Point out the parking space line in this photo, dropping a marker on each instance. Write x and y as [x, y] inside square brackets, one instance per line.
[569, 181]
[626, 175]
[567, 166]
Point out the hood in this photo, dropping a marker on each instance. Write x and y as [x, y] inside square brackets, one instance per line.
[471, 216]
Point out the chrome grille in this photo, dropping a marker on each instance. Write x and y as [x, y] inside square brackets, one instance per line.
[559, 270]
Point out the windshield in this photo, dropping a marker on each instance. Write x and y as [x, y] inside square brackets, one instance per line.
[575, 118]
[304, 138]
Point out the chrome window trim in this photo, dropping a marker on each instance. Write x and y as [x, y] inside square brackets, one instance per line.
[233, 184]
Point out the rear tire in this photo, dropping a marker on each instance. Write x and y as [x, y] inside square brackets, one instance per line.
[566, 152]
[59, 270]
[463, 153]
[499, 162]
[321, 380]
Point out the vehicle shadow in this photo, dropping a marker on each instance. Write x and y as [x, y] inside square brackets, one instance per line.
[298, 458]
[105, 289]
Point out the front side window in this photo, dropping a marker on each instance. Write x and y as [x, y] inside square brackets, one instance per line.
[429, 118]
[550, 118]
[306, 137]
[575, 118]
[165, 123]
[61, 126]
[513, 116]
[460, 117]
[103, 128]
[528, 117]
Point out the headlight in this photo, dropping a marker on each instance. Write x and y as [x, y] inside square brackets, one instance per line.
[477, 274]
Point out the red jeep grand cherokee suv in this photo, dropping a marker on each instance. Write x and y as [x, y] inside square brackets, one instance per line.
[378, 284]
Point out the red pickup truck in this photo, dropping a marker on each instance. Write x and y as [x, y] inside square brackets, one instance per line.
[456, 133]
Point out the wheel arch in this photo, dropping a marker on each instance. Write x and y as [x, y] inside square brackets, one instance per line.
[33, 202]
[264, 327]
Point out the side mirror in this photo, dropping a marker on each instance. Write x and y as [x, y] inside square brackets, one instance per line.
=======
Output the entries exactly.

Point out the parking space line in this photo, dropping a marker on each instance. Write x and y as [x, y] inside square brackets, one instance per line.
[569, 181]
[626, 175]
[567, 166]
Point out the hood in this photo, dropping a marker on each instance. Write x and y as [x, y] inside square brackets, one instance per line.
[471, 216]
Point out the chrome grille in this photo, dropping a marker on each instance. Write x and y as [x, y] inside square brackets, one instance per line.
[559, 270]
Point out the windshield in this photo, dropping a marker on each instance. Write x and y as [x, y] inside square brackets, one instance per line.
[575, 118]
[304, 138]
Point out the chrome window trim in this photo, dropping a marker on each instance. Write x and y as [x, y] inside square brackets, one instance per line.
[233, 184]
Point out the rear tire in this photo, dropping a marker on each instance. Write x and y as [x, y] inside square brackets, one instance per line.
[566, 152]
[59, 270]
[463, 153]
[499, 162]
[321, 380]
Point out the vehicle shadow in this photo, dropping a marker on each instance. Write x and y as [x, y] inside square brackets, one instance per line.
[298, 458]
[105, 289]
Point out the front side window in this photo, dropping a marker on each instance. Write x and y as [x, y] inside square brackets, one instance per line.
[429, 118]
[550, 118]
[306, 137]
[575, 118]
[165, 123]
[61, 126]
[513, 116]
[460, 117]
[103, 128]
[528, 117]
Point out the headlight in this photo, dropping a marker on each instance. Write x and y as [x, y] inside square brackets, one instance per line.
[477, 274]
Point out the red jeep grand cherokee suv in this photo, dropping a marker on each instance. Write x and y as [x, y] inside square brackets, one instance per line.
[378, 284]
Point out the red pickup truck in this photo, dropping a marker on each instance. Write x and y as [x, y] inside square brackets, one instance per line.
[456, 133]
Point out the wheel arch in this photo, dropping a marker on each instance. Write x and y as [x, y] inside square brackets, one instance per line.
[33, 202]
[264, 327]
Point out the side mirror in this photo, dropping a marker on each instance. Write x and y as [x, y] inside square brackets, one instance per line.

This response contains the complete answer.